**DOCUMENT EXTRACT:**
= = =
Lining up to detect text reuse

People say that being copied is one of the greatest honours, but in the world of journalism it is hard to spot. Researchers say they can now identify which articles are really just rewritten press releases and wire reports. Using a combination of genetic and linguistic analysis, computer-based comparisons will identify plagiarists, and help press agencies track how much their services are used.

“In an age where text is passed around freely, it is important to track originality,” states Dr Rob Gaizauskas from the University of Sheffield. “Examiners and teachers like to know if their students have lifted essays from textbooks; disappointed authors would welcome the chance to prove that the scripts of films are actually taken from the ones they had sent in years before.”

In the context of press journalism, agencies like the Press Association (PA) supply thousands of stories a week to publishers as sources for stories. “Press agencies have a very strong commercial interest in knowing whether or not any given story X that appears in a newspaper is derived directly from a story Y that they put out,” Dr Gaizauskas explains. “If an agency could know this they would be able to plan and charge for their services in a more rational way. They could also focus their journalists’ efforts to cover what the papers are likely to use.”

Leading a team from the Department of Computer Science, Dr Gaizauskas has employed a variety of techniques to compare newspaper articles with PA wire stories. In one approach, the researchers take ’tiles’ – sequences of words cut from one text – and overlay them onto matching sequences in the comparison text. The amount of unmatched text and the average size of the tiles give clues as to the likelihood of derivation.
= = =
**STORED DATA:**

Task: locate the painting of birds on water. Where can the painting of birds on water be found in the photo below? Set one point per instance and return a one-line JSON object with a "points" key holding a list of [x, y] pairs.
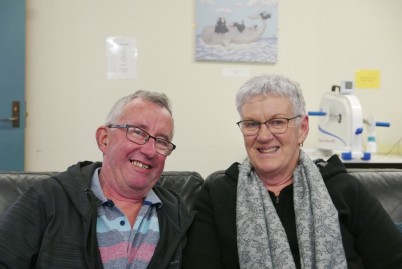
{"points": [[236, 31]]}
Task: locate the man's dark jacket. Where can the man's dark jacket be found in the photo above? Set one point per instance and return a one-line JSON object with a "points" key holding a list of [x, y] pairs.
{"points": [[53, 225]]}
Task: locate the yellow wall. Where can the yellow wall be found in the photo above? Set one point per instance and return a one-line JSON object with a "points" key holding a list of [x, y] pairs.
{"points": [[68, 96]]}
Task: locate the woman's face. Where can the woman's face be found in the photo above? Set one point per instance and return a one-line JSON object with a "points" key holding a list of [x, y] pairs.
{"points": [[274, 156]]}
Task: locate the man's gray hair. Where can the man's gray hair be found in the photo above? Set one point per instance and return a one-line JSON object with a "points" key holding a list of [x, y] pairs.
{"points": [[155, 97]]}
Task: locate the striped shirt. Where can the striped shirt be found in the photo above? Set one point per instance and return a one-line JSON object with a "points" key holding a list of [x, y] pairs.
{"points": [[120, 245]]}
= = =
**DIRECTIONS:**
(a) In the text-reuse article, which university is Dr Rob Gaizauskas from?
(b) Carry the text-reuse article on from its last sentence.
Nothing in the rows is needed here.

**RESPONSES IN ORDER:**
(a) The University of Sheffield.

(b)
Another technique involves ‘lining up’ the two texts using a method originally intended to align words in translated passages with those in the source language copy. The number of aligned sentences and the degree of overlap between aligned sentences again indicates potential reuse.

Analysing newspaper stories, Dr Gaizauskas distinguishes which stories are wholly derived, partially derived or not at all derived from PA material. Best results to date show wholly or partially derived stories can be distinguished from non-derived texts with greater than 90% accuracy; the three way classification is more than 70% accurate.

“To improve these results we will require more sophisticated modelling of journalists’ rewriting techniques,” says Dr Gaizauskas. “For example, we need to take into consideration the use of newspaper house style and vocabulary, and allow more for distractors such as quoted speech, which may occur identically in independently written texts.

“Our work will have commercial significance for our collaborator, the PA, and help it to monitor the penetration of its stories in the press. In the long term, however, this could be developed by publishers to spot plagiarism. With a bit more understanding, the same techniques may even help newspapers write their stories. It could show how original materials could be automatically rewritten to fit house styles and other criteria.” Perhaps journalists will leave the rewrites to computers while they go out and find a scoop.